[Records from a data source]
◆ ◆ ◆ ◆
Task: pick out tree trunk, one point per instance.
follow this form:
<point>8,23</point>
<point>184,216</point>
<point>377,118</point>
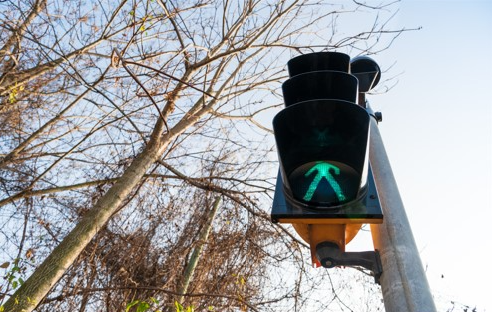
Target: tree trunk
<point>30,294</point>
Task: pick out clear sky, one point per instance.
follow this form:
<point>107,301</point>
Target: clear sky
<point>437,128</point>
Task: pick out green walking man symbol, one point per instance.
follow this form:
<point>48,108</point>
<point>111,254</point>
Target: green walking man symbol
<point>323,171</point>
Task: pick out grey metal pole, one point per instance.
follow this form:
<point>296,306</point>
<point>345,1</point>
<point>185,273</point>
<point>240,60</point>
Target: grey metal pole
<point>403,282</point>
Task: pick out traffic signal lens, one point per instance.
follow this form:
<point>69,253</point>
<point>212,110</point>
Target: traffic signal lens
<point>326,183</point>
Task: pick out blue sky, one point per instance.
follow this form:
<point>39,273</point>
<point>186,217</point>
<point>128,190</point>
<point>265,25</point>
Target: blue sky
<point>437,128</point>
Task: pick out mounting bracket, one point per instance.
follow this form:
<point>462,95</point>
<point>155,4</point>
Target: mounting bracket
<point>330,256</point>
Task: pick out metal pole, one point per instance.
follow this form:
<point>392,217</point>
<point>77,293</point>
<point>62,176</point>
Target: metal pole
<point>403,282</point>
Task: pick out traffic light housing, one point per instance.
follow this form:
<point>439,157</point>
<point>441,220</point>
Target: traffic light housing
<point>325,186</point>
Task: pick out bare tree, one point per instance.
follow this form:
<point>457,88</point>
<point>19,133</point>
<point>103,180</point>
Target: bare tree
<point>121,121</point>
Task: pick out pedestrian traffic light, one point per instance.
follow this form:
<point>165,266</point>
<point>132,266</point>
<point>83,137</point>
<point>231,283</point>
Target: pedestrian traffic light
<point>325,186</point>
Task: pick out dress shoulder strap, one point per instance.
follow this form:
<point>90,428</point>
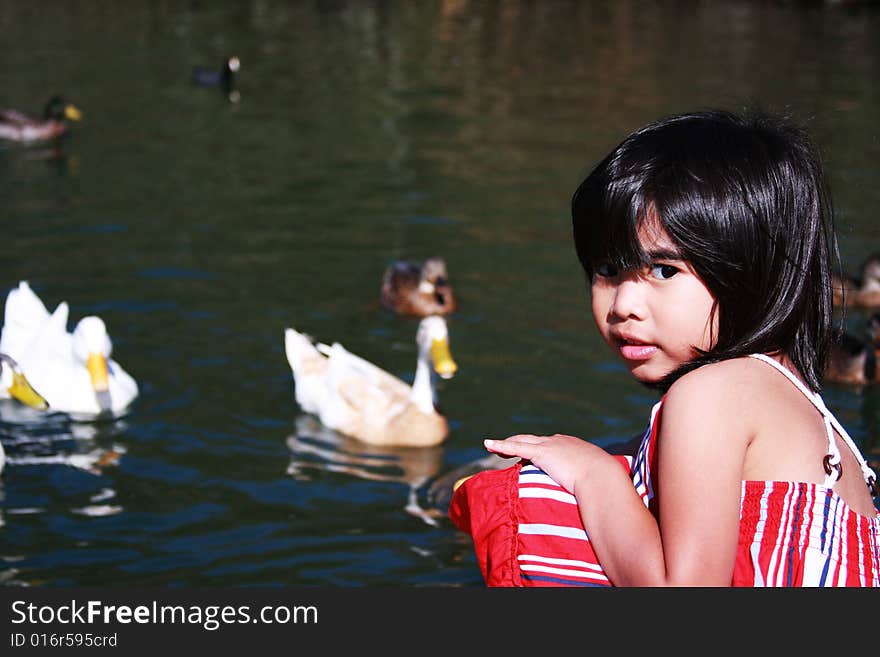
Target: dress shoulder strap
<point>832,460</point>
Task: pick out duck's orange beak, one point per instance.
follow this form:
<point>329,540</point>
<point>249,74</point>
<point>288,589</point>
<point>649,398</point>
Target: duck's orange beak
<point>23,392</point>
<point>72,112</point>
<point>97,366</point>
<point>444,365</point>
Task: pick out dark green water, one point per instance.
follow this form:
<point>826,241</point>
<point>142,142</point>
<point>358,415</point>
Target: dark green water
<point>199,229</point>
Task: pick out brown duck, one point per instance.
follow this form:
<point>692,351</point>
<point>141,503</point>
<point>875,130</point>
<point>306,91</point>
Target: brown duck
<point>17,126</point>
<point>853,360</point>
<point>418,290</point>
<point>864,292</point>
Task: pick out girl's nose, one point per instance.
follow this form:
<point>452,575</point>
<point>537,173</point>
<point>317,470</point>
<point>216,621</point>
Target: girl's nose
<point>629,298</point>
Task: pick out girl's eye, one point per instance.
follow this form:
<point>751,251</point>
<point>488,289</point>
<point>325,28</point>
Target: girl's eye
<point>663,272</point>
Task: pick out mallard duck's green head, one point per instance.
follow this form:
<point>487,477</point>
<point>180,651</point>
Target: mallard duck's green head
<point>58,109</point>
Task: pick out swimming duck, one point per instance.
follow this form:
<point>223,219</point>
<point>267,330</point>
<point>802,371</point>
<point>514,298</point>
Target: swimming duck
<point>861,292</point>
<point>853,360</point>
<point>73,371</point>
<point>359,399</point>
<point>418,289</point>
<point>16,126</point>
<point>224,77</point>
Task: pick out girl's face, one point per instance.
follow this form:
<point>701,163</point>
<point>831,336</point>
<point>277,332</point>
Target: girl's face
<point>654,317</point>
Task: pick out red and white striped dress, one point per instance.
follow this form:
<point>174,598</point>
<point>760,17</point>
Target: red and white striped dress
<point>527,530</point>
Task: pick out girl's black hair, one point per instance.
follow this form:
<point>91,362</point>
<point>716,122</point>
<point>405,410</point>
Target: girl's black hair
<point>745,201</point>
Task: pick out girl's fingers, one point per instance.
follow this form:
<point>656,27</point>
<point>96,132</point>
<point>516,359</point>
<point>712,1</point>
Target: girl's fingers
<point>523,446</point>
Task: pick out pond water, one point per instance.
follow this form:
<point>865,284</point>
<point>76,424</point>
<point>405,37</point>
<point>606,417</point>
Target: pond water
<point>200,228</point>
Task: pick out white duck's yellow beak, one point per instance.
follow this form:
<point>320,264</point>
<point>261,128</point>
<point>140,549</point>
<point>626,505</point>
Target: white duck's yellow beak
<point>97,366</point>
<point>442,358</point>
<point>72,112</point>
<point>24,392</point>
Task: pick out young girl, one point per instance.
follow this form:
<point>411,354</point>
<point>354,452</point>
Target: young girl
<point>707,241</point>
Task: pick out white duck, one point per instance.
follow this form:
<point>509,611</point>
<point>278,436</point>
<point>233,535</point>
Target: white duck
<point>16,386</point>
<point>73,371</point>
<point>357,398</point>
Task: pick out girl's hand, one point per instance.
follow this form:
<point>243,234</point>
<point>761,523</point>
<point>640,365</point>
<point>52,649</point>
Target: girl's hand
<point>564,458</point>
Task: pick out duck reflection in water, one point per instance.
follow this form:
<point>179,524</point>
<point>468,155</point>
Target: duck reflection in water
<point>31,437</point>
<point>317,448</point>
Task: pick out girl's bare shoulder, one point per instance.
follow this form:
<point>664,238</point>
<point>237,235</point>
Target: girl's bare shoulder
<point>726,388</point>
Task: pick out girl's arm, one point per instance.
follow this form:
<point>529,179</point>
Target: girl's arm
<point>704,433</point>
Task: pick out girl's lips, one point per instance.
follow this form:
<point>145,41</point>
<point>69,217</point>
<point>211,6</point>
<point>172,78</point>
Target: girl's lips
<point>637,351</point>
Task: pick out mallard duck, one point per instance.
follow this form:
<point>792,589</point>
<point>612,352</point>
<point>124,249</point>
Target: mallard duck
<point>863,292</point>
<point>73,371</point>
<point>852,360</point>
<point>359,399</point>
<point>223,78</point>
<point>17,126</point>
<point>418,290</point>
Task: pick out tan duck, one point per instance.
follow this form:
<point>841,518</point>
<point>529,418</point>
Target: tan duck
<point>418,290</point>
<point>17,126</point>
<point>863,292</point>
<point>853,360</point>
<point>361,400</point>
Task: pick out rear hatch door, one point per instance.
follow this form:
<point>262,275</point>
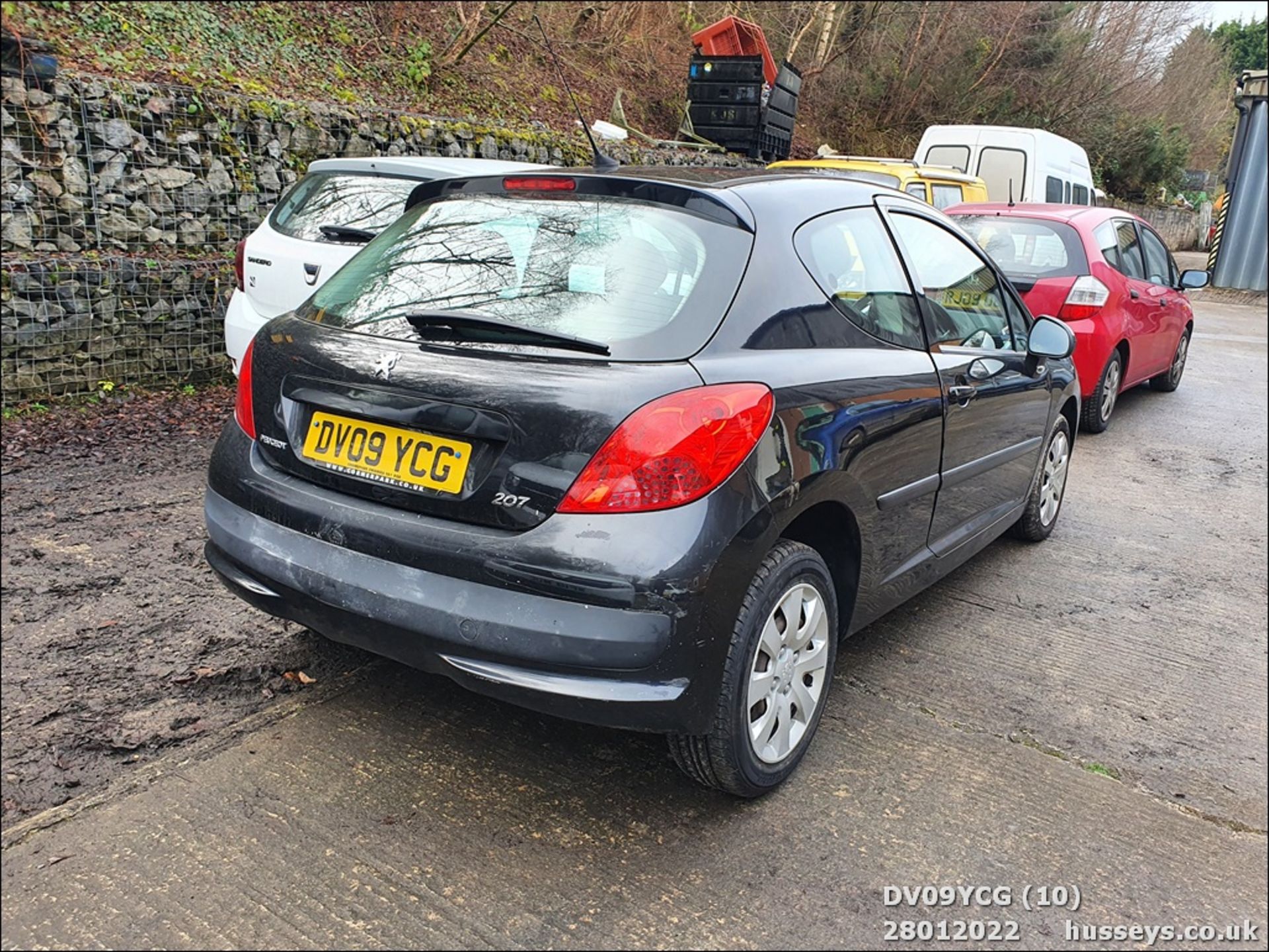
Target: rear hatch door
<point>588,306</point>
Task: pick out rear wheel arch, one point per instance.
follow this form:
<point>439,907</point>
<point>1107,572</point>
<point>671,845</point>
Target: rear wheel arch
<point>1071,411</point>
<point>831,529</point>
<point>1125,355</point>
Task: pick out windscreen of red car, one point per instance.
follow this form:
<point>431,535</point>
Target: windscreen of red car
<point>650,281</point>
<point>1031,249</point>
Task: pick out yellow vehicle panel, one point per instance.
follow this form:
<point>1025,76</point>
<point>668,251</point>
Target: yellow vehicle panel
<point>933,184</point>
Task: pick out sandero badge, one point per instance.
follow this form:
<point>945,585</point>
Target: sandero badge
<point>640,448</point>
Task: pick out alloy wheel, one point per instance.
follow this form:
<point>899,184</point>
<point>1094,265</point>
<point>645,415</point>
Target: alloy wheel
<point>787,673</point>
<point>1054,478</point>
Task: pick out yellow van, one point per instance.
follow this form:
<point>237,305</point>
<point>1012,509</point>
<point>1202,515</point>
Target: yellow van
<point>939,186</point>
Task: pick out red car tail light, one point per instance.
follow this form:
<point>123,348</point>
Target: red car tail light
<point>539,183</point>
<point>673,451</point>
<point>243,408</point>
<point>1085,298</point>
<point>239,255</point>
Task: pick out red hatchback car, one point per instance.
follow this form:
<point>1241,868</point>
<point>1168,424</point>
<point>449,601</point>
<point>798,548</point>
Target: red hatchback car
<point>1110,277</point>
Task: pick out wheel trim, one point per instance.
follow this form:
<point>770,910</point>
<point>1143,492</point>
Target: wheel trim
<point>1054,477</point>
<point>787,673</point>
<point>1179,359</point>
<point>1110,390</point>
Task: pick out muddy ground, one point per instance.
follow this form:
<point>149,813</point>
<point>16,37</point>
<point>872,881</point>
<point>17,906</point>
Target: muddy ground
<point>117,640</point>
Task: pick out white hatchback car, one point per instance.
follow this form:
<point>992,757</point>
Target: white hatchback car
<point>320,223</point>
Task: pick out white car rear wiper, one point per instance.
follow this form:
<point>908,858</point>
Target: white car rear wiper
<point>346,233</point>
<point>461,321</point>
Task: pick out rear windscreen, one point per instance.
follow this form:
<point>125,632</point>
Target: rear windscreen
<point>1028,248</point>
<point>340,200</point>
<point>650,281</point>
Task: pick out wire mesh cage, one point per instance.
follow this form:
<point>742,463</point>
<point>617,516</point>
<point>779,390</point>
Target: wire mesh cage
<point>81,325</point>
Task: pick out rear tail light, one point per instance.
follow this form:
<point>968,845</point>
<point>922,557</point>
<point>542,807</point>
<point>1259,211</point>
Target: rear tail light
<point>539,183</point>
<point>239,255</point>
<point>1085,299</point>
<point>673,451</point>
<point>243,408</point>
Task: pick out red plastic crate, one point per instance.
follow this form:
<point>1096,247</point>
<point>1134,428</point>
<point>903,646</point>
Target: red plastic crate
◆ ◆ ◆ ◆
[The exercise] Go back to the data above and please quote exactly, and only, the lines from the line with "Task: pick out wire" through its last line.

[Reply]
Task: pick out wire mesh cage, one point per instance.
follow this form:
<point>742,463</point>
<point>617,516</point>
<point>779,390</point>
Target: wire mesh cage
<point>81,325</point>
Task: pick out rear tail light, one point per instance.
follow this form:
<point>968,845</point>
<point>922,557</point>
<point>542,807</point>
<point>1259,211</point>
Target: rear tail light
<point>539,183</point>
<point>239,255</point>
<point>1085,299</point>
<point>673,451</point>
<point>243,408</point>
Task: pick out red plastic crate, one point per instance.
follow this form:
<point>1096,247</point>
<point>1134,428</point>
<point>903,646</point>
Target: red plastic crate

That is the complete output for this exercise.